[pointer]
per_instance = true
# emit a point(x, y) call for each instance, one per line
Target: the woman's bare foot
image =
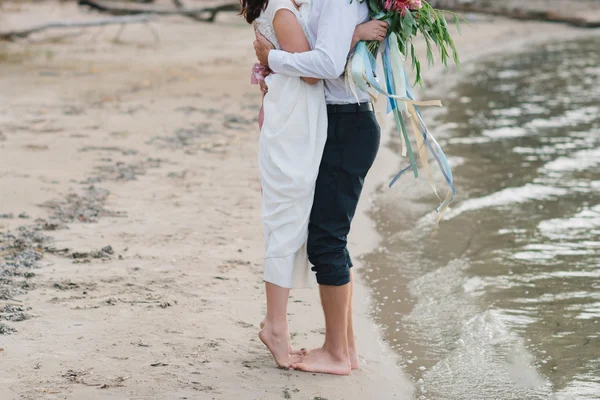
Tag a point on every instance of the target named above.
point(353, 358)
point(300, 352)
point(278, 344)
point(321, 361)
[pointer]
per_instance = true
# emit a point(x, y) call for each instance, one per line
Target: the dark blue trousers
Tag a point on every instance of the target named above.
point(352, 144)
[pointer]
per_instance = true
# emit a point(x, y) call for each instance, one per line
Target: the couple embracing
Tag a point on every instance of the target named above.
point(316, 146)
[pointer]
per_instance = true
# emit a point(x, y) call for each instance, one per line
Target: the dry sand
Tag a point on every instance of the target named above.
point(150, 148)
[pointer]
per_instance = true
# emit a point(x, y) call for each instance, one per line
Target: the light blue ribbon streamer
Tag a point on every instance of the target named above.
point(362, 69)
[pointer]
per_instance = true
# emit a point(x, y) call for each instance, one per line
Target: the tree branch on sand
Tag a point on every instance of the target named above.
point(132, 19)
point(206, 14)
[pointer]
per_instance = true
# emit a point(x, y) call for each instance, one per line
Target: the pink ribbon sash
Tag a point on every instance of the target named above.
point(259, 72)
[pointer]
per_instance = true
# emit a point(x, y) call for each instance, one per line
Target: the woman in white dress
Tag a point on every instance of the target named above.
point(293, 135)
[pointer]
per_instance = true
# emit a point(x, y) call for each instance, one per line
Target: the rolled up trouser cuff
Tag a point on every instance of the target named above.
point(333, 275)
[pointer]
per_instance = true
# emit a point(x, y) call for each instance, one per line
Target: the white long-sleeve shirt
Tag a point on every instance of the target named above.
point(331, 26)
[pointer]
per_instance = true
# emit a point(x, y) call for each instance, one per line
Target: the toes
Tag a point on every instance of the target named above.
point(300, 366)
point(294, 359)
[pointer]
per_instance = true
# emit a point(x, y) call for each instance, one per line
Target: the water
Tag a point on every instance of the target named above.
point(504, 301)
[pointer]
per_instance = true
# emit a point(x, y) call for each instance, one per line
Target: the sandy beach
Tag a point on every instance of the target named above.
point(129, 186)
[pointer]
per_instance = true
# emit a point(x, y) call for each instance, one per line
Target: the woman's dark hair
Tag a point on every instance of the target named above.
point(251, 9)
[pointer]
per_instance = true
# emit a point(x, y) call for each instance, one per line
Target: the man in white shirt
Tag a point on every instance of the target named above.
point(352, 144)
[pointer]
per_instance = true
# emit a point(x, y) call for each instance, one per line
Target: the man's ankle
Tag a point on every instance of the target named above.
point(340, 353)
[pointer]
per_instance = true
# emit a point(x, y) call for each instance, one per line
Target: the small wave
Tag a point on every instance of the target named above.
point(507, 197)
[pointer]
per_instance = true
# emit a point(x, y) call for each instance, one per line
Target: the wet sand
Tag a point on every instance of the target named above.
point(132, 164)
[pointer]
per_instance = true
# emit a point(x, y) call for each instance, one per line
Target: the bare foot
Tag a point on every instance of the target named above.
point(300, 352)
point(353, 359)
point(278, 344)
point(322, 361)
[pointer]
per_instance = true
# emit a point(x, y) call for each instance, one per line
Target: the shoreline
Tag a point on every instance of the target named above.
point(474, 48)
point(170, 318)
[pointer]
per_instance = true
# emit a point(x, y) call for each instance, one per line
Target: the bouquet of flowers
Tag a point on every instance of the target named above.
point(407, 19)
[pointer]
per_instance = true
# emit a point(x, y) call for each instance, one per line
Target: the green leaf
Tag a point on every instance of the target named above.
point(457, 22)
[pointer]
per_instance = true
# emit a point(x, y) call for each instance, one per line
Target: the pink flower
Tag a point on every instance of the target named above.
point(402, 6)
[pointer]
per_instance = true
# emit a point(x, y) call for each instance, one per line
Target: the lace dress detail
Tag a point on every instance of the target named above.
point(264, 23)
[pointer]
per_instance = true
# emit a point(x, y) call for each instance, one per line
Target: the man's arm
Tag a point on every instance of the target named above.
point(327, 60)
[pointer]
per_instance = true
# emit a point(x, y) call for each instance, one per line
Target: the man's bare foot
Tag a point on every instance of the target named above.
point(321, 361)
point(353, 358)
point(300, 352)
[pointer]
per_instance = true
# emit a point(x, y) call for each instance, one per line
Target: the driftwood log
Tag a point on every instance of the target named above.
point(207, 14)
point(119, 20)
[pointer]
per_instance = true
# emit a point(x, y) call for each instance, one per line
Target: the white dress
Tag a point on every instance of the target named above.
point(290, 149)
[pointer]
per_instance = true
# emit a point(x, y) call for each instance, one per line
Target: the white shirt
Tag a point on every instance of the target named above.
point(330, 29)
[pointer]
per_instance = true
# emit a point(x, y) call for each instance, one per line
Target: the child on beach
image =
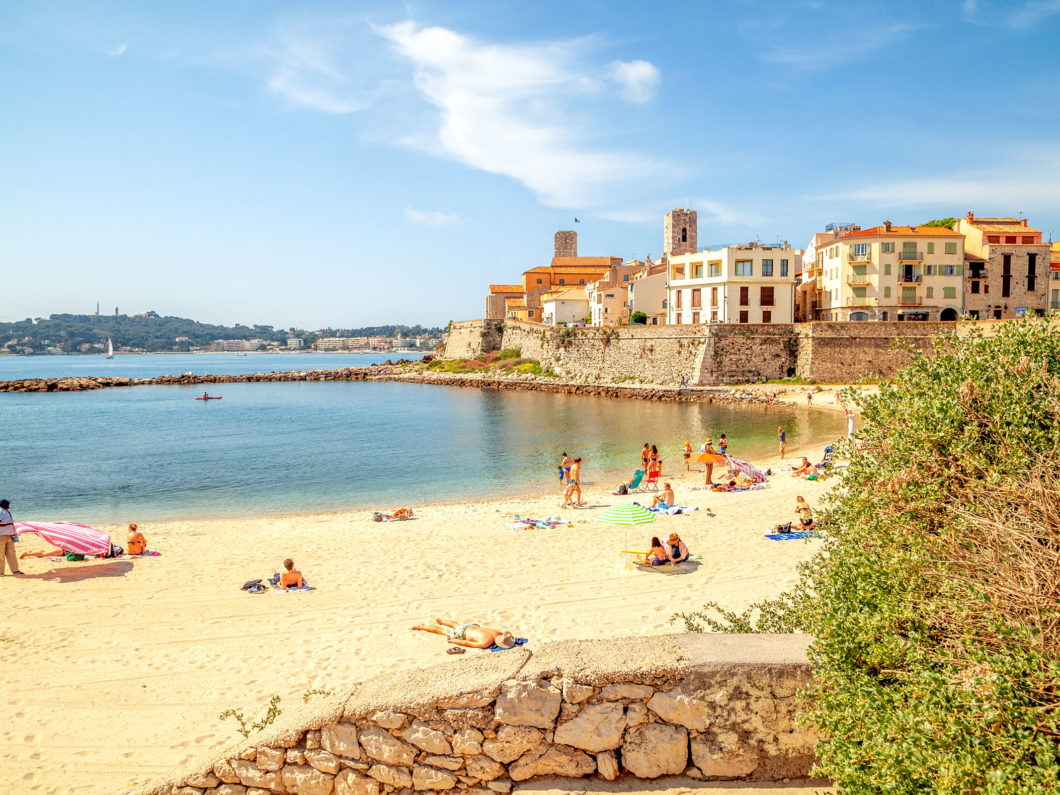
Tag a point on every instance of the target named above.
point(290, 578)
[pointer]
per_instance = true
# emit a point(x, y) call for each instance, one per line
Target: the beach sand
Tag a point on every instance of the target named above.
point(116, 671)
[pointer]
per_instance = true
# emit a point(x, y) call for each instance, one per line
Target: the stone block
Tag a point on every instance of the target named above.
point(619, 690)
point(383, 746)
point(555, 760)
point(389, 774)
point(528, 704)
point(431, 778)
point(300, 779)
point(575, 693)
point(511, 742)
point(387, 719)
point(351, 782)
point(636, 713)
point(467, 741)
point(269, 759)
point(339, 739)
point(607, 765)
point(655, 749)
point(251, 775)
point(427, 739)
point(726, 761)
point(202, 779)
point(322, 760)
point(597, 727)
point(484, 769)
point(449, 763)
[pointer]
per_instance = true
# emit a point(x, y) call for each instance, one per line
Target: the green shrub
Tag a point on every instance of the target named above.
point(935, 602)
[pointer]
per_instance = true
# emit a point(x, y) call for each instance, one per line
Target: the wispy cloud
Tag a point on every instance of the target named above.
point(431, 217)
point(638, 78)
point(516, 110)
point(1006, 14)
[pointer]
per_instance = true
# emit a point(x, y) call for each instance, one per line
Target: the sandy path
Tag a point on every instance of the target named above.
point(116, 671)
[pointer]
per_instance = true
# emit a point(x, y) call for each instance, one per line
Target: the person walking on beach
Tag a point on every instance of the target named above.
point(7, 539)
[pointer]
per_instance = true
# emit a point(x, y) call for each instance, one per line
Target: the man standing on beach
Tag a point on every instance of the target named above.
point(7, 539)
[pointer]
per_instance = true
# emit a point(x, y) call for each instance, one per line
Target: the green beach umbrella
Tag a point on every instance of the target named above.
point(628, 513)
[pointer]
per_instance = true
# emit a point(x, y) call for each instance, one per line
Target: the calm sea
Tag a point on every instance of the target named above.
point(154, 453)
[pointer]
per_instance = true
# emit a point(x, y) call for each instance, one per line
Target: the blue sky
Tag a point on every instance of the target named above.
point(327, 163)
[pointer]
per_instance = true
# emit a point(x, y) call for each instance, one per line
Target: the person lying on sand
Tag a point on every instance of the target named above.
point(666, 499)
point(470, 634)
point(290, 578)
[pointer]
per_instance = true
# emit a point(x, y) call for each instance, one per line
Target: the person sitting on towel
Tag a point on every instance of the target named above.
point(290, 578)
point(658, 554)
point(677, 551)
point(137, 544)
point(470, 634)
point(666, 499)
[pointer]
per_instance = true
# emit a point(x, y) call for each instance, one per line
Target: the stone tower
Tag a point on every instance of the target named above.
point(679, 232)
point(566, 244)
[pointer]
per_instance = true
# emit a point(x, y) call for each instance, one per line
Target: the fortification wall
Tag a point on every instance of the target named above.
point(710, 706)
point(656, 354)
point(472, 338)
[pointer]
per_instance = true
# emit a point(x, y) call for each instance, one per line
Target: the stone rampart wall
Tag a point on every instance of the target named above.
point(471, 338)
point(709, 706)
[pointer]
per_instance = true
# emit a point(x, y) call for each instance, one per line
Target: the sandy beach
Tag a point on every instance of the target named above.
point(118, 670)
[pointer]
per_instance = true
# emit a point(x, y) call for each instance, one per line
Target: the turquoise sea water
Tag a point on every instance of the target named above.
point(153, 453)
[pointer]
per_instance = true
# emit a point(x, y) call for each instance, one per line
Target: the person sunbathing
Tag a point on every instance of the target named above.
point(137, 544)
point(469, 634)
point(290, 578)
point(658, 555)
point(678, 550)
point(666, 499)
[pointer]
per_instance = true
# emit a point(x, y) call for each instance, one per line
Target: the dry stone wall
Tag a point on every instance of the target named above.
point(708, 706)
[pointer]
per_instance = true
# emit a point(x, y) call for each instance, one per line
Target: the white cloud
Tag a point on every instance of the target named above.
point(515, 110)
point(431, 217)
point(638, 78)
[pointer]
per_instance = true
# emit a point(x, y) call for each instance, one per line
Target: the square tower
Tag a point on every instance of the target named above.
point(566, 244)
point(679, 232)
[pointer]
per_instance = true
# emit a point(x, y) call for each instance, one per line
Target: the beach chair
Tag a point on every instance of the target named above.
point(827, 460)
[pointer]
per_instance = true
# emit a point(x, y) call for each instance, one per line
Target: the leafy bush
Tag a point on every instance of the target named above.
point(935, 602)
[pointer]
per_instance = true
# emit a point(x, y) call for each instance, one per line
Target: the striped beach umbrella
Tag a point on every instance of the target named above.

## 问题描述
从上面的记录中筛选出所有含有单词“bare”的行，并逐行抄出。匹配时区分大小写。

## 本题解答
Target: the woman's bare foot
Target: the bare foot
Target: the man's bare foot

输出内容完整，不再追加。